===== Recorded data =====

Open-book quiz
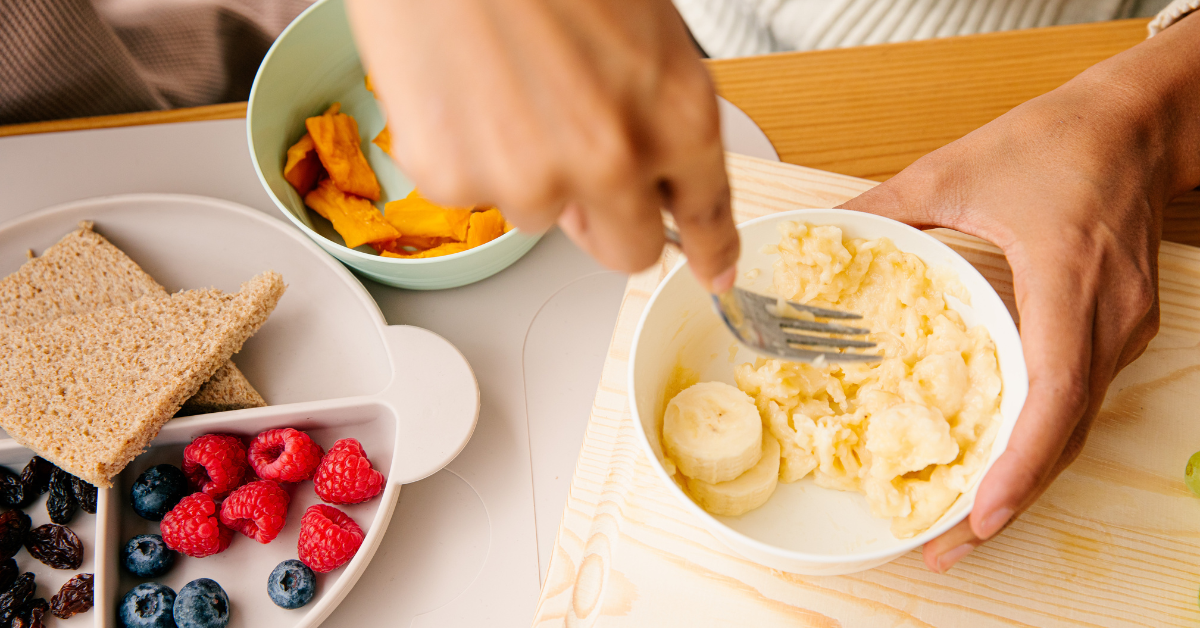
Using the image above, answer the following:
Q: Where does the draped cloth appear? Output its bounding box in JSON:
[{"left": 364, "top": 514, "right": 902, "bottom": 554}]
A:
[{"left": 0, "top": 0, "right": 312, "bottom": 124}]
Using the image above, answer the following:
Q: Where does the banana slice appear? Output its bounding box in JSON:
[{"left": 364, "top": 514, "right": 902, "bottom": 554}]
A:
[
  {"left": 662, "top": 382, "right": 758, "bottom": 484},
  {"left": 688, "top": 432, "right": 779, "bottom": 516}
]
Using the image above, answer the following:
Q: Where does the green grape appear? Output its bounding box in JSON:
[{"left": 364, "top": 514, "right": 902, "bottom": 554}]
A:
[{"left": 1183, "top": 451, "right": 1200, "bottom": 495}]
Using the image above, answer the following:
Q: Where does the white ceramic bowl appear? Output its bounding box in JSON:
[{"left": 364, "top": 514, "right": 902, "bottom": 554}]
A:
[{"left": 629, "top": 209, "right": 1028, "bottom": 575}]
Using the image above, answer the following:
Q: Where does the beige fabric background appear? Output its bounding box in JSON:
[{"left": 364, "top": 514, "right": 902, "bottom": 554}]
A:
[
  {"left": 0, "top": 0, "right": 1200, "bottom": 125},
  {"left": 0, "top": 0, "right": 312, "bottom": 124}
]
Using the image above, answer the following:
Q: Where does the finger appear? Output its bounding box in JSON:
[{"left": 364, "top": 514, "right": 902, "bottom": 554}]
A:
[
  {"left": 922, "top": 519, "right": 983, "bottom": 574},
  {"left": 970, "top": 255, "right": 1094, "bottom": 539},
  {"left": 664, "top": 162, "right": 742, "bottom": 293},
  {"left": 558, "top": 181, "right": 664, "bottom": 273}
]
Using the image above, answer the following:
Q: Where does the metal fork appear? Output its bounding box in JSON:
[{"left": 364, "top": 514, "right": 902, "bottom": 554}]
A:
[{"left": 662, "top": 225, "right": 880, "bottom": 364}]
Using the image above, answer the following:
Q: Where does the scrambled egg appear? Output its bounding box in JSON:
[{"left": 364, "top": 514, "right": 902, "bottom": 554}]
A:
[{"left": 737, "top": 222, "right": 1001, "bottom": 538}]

=====

(Brief) Pick out and copy each line in the records that contains the word "Where". Case counts.

(Result of this exercise)
Q: Where does the draped cloth appear? Output its bounding box in JSON:
Q: Where does the banana slice appear? Output its bounding box in JSON:
Q: Where does the green grape appear? Output its bounding box in JSON:
Q: Where does the white ceramic bowl appear? Output its bounding box in JSON:
Q: Where does the beige fabric background appear? Output its bounding box in JSON:
Q: Where does the finger appear? Output its bounding box in JSON:
Q: Where does the metal fork appear? Output its bounding box in JSON:
Q: Where does the scrambled egg appear? Output its bounding box in JSON:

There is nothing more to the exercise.